▼
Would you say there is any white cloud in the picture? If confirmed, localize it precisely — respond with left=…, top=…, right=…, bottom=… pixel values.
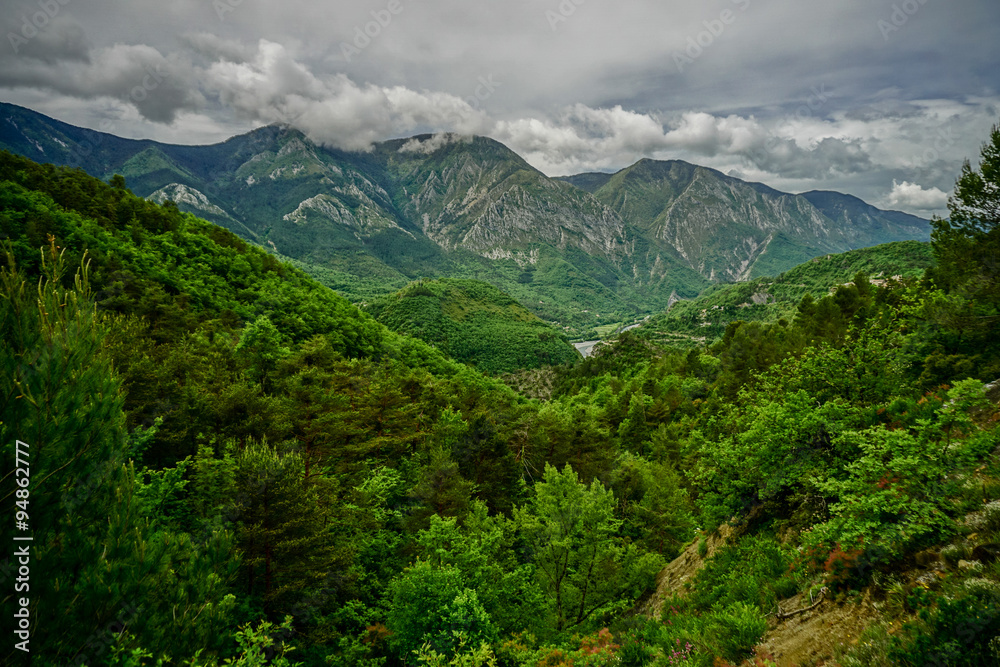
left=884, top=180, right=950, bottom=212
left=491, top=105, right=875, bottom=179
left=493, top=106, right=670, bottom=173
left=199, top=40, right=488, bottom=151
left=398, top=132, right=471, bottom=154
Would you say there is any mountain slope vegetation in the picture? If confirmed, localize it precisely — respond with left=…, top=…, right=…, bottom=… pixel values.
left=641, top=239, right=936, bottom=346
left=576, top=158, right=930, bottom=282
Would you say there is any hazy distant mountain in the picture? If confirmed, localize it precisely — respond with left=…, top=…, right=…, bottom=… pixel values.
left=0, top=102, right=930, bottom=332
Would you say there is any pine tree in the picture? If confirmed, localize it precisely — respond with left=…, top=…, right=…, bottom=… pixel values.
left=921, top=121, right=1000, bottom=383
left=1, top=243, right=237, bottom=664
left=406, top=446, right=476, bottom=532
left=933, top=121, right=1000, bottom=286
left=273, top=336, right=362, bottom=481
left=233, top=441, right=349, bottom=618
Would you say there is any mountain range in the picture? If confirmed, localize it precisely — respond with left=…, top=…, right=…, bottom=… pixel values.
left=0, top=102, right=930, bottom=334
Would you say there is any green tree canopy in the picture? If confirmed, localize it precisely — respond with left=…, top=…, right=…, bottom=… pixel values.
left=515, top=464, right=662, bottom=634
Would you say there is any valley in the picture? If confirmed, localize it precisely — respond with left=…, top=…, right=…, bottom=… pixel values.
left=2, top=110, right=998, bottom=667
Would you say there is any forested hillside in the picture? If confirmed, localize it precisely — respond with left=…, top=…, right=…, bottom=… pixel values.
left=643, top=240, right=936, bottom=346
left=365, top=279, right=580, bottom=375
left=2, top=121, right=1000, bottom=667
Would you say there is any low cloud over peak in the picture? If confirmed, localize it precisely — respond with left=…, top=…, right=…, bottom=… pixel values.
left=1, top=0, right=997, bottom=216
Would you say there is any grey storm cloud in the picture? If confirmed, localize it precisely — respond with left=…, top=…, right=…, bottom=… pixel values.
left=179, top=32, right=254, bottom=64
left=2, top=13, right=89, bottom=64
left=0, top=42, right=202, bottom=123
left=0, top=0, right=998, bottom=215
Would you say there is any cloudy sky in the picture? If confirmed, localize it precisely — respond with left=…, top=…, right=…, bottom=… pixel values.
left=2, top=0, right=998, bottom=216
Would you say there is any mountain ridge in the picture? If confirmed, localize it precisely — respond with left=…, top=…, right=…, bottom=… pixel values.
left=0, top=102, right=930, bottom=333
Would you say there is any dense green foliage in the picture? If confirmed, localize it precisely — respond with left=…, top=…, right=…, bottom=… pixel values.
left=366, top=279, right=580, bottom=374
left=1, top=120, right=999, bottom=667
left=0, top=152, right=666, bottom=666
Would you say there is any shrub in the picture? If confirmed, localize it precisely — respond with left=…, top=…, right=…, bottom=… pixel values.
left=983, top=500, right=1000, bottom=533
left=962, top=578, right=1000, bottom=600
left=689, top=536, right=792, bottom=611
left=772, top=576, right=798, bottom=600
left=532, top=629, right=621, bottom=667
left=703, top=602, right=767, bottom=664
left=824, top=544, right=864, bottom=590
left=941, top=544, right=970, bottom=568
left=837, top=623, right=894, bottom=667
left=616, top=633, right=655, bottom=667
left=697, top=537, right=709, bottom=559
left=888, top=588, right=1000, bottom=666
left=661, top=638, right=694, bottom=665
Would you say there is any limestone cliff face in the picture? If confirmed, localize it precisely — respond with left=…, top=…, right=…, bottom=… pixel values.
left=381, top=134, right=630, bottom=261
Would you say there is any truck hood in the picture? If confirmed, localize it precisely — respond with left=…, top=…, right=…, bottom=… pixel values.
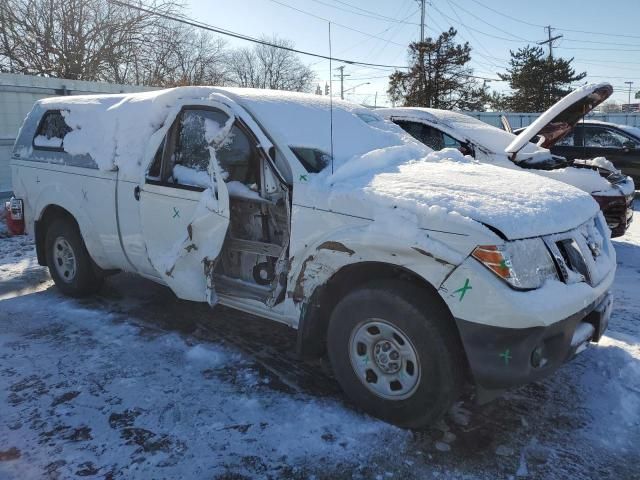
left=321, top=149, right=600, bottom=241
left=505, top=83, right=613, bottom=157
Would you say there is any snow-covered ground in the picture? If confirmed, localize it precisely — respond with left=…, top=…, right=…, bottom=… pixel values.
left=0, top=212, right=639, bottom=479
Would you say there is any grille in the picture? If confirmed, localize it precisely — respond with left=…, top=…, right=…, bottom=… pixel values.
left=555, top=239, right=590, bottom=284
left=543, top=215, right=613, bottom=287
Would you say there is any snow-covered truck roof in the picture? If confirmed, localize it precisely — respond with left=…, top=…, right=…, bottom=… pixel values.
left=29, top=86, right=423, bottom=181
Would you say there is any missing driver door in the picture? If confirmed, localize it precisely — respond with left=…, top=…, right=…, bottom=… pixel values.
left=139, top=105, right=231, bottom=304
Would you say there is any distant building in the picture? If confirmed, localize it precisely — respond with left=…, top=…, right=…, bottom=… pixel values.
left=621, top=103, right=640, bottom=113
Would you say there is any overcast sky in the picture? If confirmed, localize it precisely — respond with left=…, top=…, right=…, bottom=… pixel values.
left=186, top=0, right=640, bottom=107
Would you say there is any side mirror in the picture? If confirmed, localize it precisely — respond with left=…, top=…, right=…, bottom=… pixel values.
▲
**Work instruction**
Without the pictures, copy the material exactly as given.

**Response to the task**
Would you say there is any white cloud in the picture? If confirmed, localize it precisely — respond with left=…, top=…, right=…, bottom=… pixel values.
left=884, top=180, right=950, bottom=212
left=491, top=105, right=875, bottom=179
left=493, top=106, right=670, bottom=173
left=199, top=40, right=488, bottom=151
left=398, top=132, right=471, bottom=154
Would you say there is any mountain slope vegetation in the picture? If confirmed, localize it precisely — respond with left=…, top=…, right=…, bottom=… pixel values.
left=641, top=239, right=936, bottom=346
left=576, top=158, right=930, bottom=282
Would you say there is any hazy distant mountain in the picture? If confirmed, localize it precisely — respond with left=…, top=…, right=…, bottom=… pixel values.
left=0, top=102, right=930, bottom=332
Would you say there is any pine tree in the picture? If confirmed, localize it precisely — respond with left=…, top=…, right=…, bottom=… pixel values.
left=921, top=121, right=1000, bottom=383
left=1, top=243, right=237, bottom=664
left=406, top=446, right=476, bottom=532
left=933, top=121, right=1000, bottom=286
left=273, top=336, right=362, bottom=481
left=233, top=441, right=349, bottom=618
Would you say there is any mountain range in the picture? If confirmed, localize it precisely — respond with left=…, top=…, right=…, bottom=… pixel values.
left=0, top=102, right=930, bottom=334
Would you say there is any green tree canopy in the picture? If confirmed, localize it precisely — respond with left=…, top=…, right=…, bottom=… pixel values.
left=515, top=464, right=662, bottom=634
Would you say there is any valley in the picture? If confirmed, localize it precisely — respond with left=…, top=…, right=…, bottom=… pixel values.
left=2, top=110, right=998, bottom=667
Would you say there is any forested hillside in the picture? If confirmed, localize it precisely — respond with left=…, top=…, right=…, bottom=… pixel values.
left=643, top=240, right=936, bottom=346
left=365, top=279, right=580, bottom=375
left=2, top=121, right=1000, bottom=667
Would you say there is any low cloud over peak in the picture? If confirmed, localize it precisely — respond with left=…, top=…, right=…, bottom=… pixel values.
left=1, top=0, right=997, bottom=216
Would you say there is any grey storm cloud in the picture? If confirmed, localize it precisely — respond with left=…, top=…, right=…, bottom=… pixel values.
left=179, top=32, right=254, bottom=64
left=2, top=13, right=89, bottom=64
left=0, top=42, right=202, bottom=123
left=0, top=0, right=998, bottom=215
Would you say there is any cloudy sky in the picture? If confirmed, localize it precisely — respond with left=…, top=…, right=…, bottom=… pixel values.
left=2, top=0, right=998, bottom=216
Would you say there is any mountain ridge in the picture? If confirmed, localize it precisely — respond with left=…, top=…, right=…, bottom=… pixel values.
left=0, top=102, right=930, bottom=333
Would you say there is any dense green foliage in the picture? If confirmed, localize it precisely — respond with left=…, top=…, right=…, bottom=… pixel values.
left=366, top=279, right=580, bottom=374
left=1, top=120, right=999, bottom=667
left=0, top=152, right=666, bottom=666
Would you say there is any shrub in the picture? If confirmed, localize it precisely — respond with left=…, top=…, right=…, bottom=… pixel values.
left=983, top=500, right=1000, bottom=533
left=962, top=578, right=1000, bottom=600
left=689, top=536, right=792, bottom=611
left=772, top=576, right=798, bottom=600
left=532, top=629, right=621, bottom=667
left=703, top=602, right=767, bottom=664
left=824, top=544, right=864, bottom=590
left=941, top=544, right=970, bottom=568
left=837, top=623, right=894, bottom=667
left=616, top=633, right=655, bottom=667
left=697, top=537, right=709, bottom=559
left=888, top=588, right=1000, bottom=666
left=661, top=638, right=694, bottom=665
Would you say there is any limestone cliff face in the picture? If confirmed, localize it precisely — respond with left=…, top=…, right=…, bottom=… pixel values.
left=381, top=134, right=630, bottom=261
Would you say there is any truck hood in the picture? If confirmed, localize it precisely — respond with left=…, top=…, right=…, bottom=… pixel values.
left=321, top=149, right=600, bottom=241
left=505, top=83, right=613, bottom=157
Would you say there is any snow-covered ground in the picture? If confirmed, localize it precisely — respond with left=…, top=…, right=…, bottom=… pixel values.
left=0, top=212, right=639, bottom=479
Would you say there is any grille in the picture? If confirmed, localize it precisely — respond with left=…, top=…, right=…, bottom=… pixel values.
left=555, top=239, right=590, bottom=284
left=543, top=215, right=613, bottom=287
Would you say there is any snow-covered truck roof in the picture? If confirmed, localize it precisely — respond with left=…, top=…, right=…, bottom=… pixel values.
left=29, top=86, right=423, bottom=181
Would you say there is any missing driver door in the picture? If confirmed, localize it precisely — respond with left=…, top=…, right=…, bottom=… pixel values.
left=139, top=105, right=231, bottom=304
Would you say there is any distant building in the picture? If confirmed, localize it precisely — respond with left=…, top=…, right=…, bottom=… pixel values.
left=621, top=103, right=640, bottom=113
Would you say there is any overcast sky in the picture? If confirmed, localize it precisely — respond with left=…, top=…, right=…, bottom=… pixel values.
left=186, top=0, right=640, bottom=107
Would you say there is any side mirror in the picture? If confirmed, localize it precisely — respond with left=…, top=…, right=…, bottom=… pixel values.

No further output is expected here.